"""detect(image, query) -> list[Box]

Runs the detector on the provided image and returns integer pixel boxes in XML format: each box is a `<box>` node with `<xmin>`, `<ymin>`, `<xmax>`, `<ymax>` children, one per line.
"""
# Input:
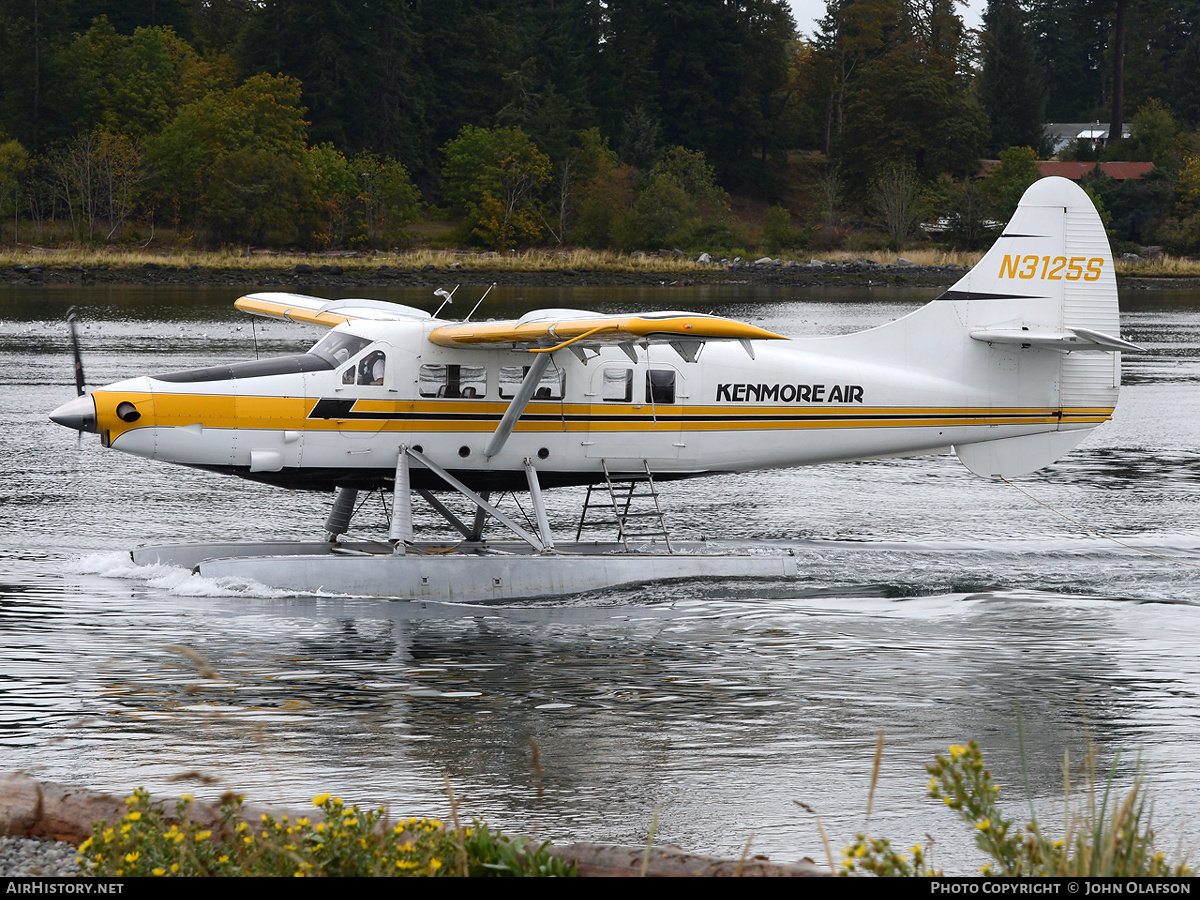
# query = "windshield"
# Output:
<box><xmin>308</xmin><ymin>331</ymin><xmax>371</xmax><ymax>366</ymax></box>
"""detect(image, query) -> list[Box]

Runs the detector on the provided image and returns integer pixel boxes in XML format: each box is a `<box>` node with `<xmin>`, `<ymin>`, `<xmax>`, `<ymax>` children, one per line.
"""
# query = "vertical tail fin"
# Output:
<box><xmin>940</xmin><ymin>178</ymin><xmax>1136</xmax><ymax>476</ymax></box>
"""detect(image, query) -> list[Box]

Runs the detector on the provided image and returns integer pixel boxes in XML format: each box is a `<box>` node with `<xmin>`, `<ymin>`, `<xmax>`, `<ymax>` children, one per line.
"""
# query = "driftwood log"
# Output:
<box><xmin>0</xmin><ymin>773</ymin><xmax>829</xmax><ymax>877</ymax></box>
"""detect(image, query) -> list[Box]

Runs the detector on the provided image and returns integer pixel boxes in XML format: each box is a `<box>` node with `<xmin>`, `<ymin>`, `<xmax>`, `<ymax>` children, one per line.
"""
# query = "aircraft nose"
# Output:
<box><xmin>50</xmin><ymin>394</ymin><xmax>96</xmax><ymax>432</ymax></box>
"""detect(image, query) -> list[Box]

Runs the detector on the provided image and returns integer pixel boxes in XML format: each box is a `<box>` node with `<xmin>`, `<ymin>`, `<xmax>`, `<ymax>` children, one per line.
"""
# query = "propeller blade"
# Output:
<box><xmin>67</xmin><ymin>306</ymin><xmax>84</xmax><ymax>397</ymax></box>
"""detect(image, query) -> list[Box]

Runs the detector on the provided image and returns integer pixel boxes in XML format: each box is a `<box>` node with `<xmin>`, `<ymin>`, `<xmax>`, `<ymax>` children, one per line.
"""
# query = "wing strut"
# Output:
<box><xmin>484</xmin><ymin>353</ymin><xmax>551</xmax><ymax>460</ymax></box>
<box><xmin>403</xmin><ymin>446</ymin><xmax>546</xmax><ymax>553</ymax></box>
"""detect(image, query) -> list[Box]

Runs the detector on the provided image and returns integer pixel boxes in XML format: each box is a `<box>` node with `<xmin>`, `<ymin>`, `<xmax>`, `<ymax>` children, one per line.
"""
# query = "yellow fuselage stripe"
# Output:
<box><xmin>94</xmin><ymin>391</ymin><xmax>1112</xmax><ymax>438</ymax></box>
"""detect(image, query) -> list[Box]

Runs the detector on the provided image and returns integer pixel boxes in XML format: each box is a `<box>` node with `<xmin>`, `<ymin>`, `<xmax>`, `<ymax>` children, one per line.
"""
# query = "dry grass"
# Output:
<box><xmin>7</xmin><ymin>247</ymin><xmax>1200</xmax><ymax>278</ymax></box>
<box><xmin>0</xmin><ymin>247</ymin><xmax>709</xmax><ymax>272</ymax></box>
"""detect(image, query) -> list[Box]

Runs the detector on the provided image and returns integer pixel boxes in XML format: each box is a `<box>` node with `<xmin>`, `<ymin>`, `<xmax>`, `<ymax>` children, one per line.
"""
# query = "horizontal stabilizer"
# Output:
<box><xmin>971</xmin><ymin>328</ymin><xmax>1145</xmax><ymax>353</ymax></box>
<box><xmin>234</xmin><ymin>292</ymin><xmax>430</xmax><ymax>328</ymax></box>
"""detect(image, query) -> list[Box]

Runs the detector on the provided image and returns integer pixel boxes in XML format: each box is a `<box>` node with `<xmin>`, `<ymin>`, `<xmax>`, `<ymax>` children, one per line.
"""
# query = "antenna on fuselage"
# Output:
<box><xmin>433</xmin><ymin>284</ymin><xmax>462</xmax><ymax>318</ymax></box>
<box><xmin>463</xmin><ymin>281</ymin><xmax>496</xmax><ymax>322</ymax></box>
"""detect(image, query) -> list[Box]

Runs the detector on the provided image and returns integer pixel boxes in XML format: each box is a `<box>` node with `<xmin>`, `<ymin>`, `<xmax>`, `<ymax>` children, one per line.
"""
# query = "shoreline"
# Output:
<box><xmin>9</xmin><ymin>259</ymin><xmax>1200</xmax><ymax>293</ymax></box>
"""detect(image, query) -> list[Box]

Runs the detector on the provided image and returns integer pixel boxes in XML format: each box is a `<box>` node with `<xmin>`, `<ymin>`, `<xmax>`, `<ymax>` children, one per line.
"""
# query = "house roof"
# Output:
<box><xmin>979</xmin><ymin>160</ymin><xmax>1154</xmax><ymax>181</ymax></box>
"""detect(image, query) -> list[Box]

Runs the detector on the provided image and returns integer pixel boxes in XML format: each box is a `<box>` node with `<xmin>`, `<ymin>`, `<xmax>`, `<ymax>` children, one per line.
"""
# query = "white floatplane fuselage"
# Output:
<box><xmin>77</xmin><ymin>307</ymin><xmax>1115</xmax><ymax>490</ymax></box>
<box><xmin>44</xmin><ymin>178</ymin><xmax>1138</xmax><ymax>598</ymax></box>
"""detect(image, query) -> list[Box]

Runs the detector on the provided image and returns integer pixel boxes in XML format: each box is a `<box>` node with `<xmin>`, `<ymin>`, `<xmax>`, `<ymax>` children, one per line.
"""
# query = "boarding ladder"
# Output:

::::

### Twoje zadanie
Zbierz z powyższych rekordów wszystkie wiersze zawierające ciąg „fuselage” i przepisz je bez zmian. Wielkość liter ma znaczenie.

### Rozwiązane zadanie
# query = "yellow fuselage stripe"
# query = "antenna on fuselage"
# query = "white floatplane fuselage"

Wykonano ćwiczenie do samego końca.